Natural language region descriptions
● ● ● ● ●
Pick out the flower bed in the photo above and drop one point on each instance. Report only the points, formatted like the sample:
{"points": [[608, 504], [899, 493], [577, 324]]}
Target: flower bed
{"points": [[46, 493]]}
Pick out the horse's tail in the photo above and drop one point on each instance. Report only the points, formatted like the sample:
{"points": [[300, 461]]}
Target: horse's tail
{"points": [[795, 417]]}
● ● ● ● ●
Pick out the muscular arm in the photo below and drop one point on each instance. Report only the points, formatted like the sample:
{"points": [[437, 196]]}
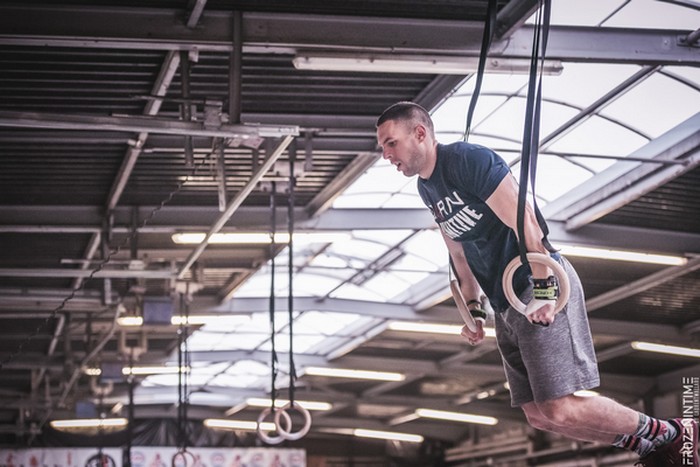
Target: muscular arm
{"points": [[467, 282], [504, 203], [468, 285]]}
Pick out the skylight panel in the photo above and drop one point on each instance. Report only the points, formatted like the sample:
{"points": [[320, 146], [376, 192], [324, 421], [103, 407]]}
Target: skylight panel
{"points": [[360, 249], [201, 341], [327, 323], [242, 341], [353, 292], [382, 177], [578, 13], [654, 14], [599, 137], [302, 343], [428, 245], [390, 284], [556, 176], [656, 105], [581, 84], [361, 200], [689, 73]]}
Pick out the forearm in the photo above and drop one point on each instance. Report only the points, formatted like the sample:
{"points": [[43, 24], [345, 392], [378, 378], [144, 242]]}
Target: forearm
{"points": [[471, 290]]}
● ● ● ● ●
» Task directions
Copy each line of the preceding data that contains the string "above".

» Your response
Pick out the flower bed in the photo above and drop one point on each instance. Report only the points, formatted like the sample:
Pick out the horse's tail in the photo above and drop one point on each instance. Report only the points, formatted like the sample:
Pick out the skylight panel in the photo above and drop one point on each instance. Report only the points, formatted like the sample:
Pick out the forearm in the photo above and drop one point on each instance. Report only the points, formatted like the sample:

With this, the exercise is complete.